#### EXCERPT
BY KATRINA RODABAUGH // There is so much to love about the clothing label Elizabeth Suzann it’s dizzying to know where to begin. The obvious entry point might be the beautiful lines and subtle geometric shapes of her garments that push these classic designs into cutting-edge contemporary minimalism but somehow beckon to the studio artist and the professional urbanite simultaneously. (Just look at that oversized diagonal pocket on the beloved Harper Tunic for solid proof.) Or maybe it’s the beautiful natural fibers, ranging from linen to silk to wool in the most delicious neutral colors, and how they effortlessly combine with other garments in her collections to make the dream wardrobe for linen-loving minimalists everywhere.
But if the designs and fibers didn’t immediately win you over, just scratch the surface of designer and owner Liz Pape’s ethical fashion philosophy — why she offers a living wage to all of her employees; how she’s kept her operations under one Nashville TN roof; that she sources beautiful biodegradable fibers, refuses to follow the traditional seasonal collections of the fashion world and instead makes three collections for all months and seasons (Signature, Warm Weather, Cold Weather). Then start reading her blog. Just start with any post. Just dive in with any question about why she creates clothing the way she does — and, yes, why she needs to charge the prices she charges — and I promise even the toughest critics among you will feel a quiver of light and hope in your Slow Fashion-leaning heart.
If you still aren’t convinced, take four more minutes to watch the video for the Diversity Campaign because it’s the best thing I’ve seen in fashion videos, maybe ever. What designers go this far to connect with their customers and to let their brand be defined by the actual community of humans supporting this important work? So much love. So much celebration. So much connection, all through clothes that are made with intention and worn with pride. Swoon.
I’ve loved Elizabeth Suzann for a few years but sharing her story in this series made me an official Fan Girl. If I could give Liz Pape the Gold Star of Contemporary Ethical Designers, I’d hand it over in two seconds flat. I can’t think of another fashion label that I’d rather support in all their efforts to create a more ethical and ecological fashion future. Liz Pape is the real deal and she’s raising the standards for designers and consumers alike.
. . .
Welcome, Liz. I admire your designs and your work ethos so much, and it’s truly an honor to be able to share your story. To get started can you just tell us about the beginnings of Elizabeth Suzann? When did you launch? What was your impetus for creating an ethical clothing brand?
I launched Elizabeth Suzann in late 2013. It was a very organic thing – I didn’t have this big concept or pitch or business plan. My husband and I moved to Nashville right after I finished undergrad so he could attend law school, and I was in a kind of limbo for a year. I was planning on pursuing grad school (studying art history), so I was taking some time to look at schools and make a game plan. I had sewn in college and made money on the side that way. I reevaluated what I was making, really simplified things aesthetically and thought hard about what I wanted to make, worked on my pattern drafting skills, and experimented with different textile techniques. I took a very small selection of pieces to a local craft fair – Porter Flea – and everything did really well there. After that weekend I realized there was some actual potential here, and I started taking things seriously.

#### EXERCISE SET
(1) Return everything in the Elizabeth Suzann profile from "BY KATRINA RODABAUGH" down to "linen-loving minimalists everywhere.".
(2) According to the Elizabeth Suzann profile, what three collections does the label make instead of traditional seasonal ones?
(3) Continue the Elizabeth Suzann profile from where it stops.

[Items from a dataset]

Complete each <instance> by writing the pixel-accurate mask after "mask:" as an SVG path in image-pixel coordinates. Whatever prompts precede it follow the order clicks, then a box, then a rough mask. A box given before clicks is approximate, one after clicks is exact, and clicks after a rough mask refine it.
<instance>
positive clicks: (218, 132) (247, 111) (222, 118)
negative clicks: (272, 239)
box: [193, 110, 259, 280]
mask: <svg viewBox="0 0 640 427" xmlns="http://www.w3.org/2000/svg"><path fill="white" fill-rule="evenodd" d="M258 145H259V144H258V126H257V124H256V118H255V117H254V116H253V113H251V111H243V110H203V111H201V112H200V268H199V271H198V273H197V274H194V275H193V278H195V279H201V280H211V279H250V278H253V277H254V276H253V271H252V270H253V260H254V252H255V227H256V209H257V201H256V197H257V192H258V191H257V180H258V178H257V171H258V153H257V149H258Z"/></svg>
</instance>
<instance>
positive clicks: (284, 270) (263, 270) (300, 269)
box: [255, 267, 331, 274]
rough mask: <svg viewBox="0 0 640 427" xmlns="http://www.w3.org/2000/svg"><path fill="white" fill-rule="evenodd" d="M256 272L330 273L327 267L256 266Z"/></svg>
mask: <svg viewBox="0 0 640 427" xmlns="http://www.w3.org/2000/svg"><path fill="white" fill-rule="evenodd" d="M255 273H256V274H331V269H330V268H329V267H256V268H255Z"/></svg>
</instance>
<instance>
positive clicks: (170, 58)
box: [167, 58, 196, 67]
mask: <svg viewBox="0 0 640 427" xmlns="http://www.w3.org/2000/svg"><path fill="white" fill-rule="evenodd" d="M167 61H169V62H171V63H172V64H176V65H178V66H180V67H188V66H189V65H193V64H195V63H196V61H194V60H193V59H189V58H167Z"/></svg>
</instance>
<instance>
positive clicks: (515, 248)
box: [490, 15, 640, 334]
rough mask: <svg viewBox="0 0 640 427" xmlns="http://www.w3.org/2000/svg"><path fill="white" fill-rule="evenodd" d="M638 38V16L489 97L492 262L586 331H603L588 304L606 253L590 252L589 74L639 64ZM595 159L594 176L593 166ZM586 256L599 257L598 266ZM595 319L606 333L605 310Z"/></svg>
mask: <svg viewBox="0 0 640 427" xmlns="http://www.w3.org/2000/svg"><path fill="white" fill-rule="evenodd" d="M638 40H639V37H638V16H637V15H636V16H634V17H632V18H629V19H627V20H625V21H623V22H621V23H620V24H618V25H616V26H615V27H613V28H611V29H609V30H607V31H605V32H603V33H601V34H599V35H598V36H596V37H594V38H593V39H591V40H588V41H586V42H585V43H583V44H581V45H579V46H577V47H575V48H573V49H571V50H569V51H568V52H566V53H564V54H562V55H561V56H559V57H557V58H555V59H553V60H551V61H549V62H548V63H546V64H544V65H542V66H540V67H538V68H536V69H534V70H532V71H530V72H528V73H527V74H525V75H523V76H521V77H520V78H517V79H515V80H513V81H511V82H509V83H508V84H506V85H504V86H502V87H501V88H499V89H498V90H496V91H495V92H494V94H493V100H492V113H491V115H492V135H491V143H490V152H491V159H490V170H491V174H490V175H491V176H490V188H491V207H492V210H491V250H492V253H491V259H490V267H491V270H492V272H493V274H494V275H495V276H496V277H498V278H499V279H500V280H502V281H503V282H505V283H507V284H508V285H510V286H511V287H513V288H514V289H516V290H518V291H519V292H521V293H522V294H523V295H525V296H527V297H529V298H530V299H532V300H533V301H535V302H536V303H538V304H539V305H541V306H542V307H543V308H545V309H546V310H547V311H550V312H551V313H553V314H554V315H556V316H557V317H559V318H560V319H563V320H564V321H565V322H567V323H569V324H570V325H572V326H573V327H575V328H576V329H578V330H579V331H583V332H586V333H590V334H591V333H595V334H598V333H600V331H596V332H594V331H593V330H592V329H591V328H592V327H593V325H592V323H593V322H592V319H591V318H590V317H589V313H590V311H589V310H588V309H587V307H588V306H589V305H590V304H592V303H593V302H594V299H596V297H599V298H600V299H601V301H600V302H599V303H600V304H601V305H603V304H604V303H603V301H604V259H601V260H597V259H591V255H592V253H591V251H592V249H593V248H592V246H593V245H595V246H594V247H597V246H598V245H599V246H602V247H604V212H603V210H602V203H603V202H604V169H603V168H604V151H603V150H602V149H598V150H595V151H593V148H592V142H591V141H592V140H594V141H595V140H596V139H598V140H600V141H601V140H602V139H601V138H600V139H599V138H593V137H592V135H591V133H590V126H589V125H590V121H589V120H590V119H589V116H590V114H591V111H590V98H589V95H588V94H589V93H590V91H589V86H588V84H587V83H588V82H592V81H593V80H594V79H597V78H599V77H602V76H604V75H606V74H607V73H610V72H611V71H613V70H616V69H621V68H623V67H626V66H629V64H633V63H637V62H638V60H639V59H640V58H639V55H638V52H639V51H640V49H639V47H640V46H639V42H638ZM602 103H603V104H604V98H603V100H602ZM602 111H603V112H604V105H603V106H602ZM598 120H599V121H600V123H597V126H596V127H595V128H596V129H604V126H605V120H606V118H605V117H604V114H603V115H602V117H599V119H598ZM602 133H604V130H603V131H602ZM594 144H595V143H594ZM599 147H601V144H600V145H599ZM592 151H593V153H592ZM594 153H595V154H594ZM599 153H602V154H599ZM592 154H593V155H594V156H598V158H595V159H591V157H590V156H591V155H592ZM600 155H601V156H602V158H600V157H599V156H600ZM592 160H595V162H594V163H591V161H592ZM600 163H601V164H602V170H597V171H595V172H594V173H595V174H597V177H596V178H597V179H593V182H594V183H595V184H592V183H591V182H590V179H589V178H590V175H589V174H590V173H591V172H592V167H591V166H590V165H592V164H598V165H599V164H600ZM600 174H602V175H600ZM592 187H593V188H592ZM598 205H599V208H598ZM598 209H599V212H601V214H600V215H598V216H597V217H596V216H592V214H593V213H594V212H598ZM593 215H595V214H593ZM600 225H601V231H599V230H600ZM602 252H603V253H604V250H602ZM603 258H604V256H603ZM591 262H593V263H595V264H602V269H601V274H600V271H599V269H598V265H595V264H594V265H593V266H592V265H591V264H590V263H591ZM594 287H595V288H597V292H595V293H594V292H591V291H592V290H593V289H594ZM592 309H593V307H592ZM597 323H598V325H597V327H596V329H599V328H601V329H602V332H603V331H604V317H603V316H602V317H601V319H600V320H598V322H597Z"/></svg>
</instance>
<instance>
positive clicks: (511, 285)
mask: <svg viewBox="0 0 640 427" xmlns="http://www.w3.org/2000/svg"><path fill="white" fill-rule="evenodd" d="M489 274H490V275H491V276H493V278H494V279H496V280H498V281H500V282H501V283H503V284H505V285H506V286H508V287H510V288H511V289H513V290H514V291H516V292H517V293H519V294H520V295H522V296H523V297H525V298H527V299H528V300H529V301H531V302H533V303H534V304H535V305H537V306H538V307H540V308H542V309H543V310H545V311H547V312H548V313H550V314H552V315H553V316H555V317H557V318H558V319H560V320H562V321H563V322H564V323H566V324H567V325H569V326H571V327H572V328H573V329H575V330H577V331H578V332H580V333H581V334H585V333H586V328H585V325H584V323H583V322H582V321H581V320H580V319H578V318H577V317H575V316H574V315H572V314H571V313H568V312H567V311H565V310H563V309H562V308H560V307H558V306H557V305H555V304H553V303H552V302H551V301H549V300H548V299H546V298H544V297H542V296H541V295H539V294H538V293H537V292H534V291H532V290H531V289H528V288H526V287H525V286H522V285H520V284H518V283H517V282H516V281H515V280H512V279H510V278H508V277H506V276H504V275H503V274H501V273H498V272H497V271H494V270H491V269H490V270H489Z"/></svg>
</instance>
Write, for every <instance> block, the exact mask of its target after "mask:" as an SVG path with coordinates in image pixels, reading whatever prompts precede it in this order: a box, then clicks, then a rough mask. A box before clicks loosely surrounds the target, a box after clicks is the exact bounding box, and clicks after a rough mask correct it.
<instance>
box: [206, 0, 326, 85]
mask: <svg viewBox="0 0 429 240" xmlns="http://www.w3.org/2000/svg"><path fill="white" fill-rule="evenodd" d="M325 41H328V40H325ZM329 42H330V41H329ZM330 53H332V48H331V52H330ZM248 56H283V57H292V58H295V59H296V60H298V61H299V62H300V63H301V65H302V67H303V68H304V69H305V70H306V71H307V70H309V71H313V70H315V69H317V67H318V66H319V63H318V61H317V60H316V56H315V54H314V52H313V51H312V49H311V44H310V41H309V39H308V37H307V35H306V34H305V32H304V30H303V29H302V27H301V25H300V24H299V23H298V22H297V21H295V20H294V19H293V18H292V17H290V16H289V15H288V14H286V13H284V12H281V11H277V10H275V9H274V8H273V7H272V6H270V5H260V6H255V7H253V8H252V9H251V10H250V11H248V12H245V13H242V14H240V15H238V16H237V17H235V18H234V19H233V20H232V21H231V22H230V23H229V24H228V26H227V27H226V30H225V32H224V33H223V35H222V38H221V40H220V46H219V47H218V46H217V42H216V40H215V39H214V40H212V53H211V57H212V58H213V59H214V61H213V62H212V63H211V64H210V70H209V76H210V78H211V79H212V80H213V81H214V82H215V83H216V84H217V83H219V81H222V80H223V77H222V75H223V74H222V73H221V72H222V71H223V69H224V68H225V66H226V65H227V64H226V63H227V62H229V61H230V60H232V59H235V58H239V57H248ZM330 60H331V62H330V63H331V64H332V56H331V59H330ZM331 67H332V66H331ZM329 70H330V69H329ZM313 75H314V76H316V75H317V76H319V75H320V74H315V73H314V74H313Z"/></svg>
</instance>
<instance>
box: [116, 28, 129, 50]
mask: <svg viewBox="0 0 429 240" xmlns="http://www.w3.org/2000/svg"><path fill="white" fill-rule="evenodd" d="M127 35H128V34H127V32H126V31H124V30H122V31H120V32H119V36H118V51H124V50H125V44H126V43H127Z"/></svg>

#### ANSWERS
(1)
BY KATRINA RODABAUGH // There is so much to love about the clothing label Elizabeth Suzann it’s dizzying to know where to begin. The obvious entry point might be the beautiful lines and subtle geometric shapes of her garments that push these classic designs into cutting-edge contemporary minimalism but somehow beckon to the studio artist and the professional urbanite simultaneously. (Just look at that oversized diagonal pocket on the beloved Harper Tunic for solid proof.) Or maybe it’s the beautiful natural fibers, ranging from linen to silk to wool in the most delicious neutral colors, and how they effortlessly combine with other garments in her collections to make the dream wardrobe for linen-loving minimalists everywhere.

(2) Signature, Warm Weather, and Cold Weather.

(3)
I got a business license, did all of that jazz, and started selling online in addition to traveling to craft shows in cities like Brooklyn, Chicago and Austin. Customers I met at craft fairs would come back and order from my Etsy shop, and shortly after I had enough online business that I stopped doing the shows. I moved off Etsy to a standalone site, and we just kept rolling from there. I think it was a few months between that first craft show and moving into my first studio, in the back of a gym downtown. I was doing everything myself (design, drafting, sourcing, cutting/sewing, packing/shipping, support, web design, photography — all of it) in the beginning, but I brought on an intern, then hired a part-time seamstress, and another — it just kind of happened one step at a time.
In regards to starting an ethical clothing brand, I don’t really look at it that way. I started Elizabeth Suzann because I was making things I loved; things that I thought had value. The way that I made those things was just the way that made sense to me. There wasn’t a decision point where I chose to “launch an ethical brand.” I try to do the right thing whenever I have the opportunity to make a decision, and the result of many decisions like that is a responsible business. In the beginning I did think really hard about the choice to add physical products to the world. I knew that to feel comfortable bringing consumable things into existence, they would need to be damn good, and they would need to be made in a way that I feel good about. I have no interest in being one of many, in producing products you can buy elsewhere. I have no interest in being ordinary or adding detritus to an already detritus-filled world.
Your designs are timeless and classic, and yet they have this compelling contemporary edge. Your website says, “We seek classic silhouettes that are still modern, with style that transcends time and place.” Was this minimalist approach at the center of your brand from the beginning? Meaning, did you set out to create clothing that was somehow both classic and contemporary?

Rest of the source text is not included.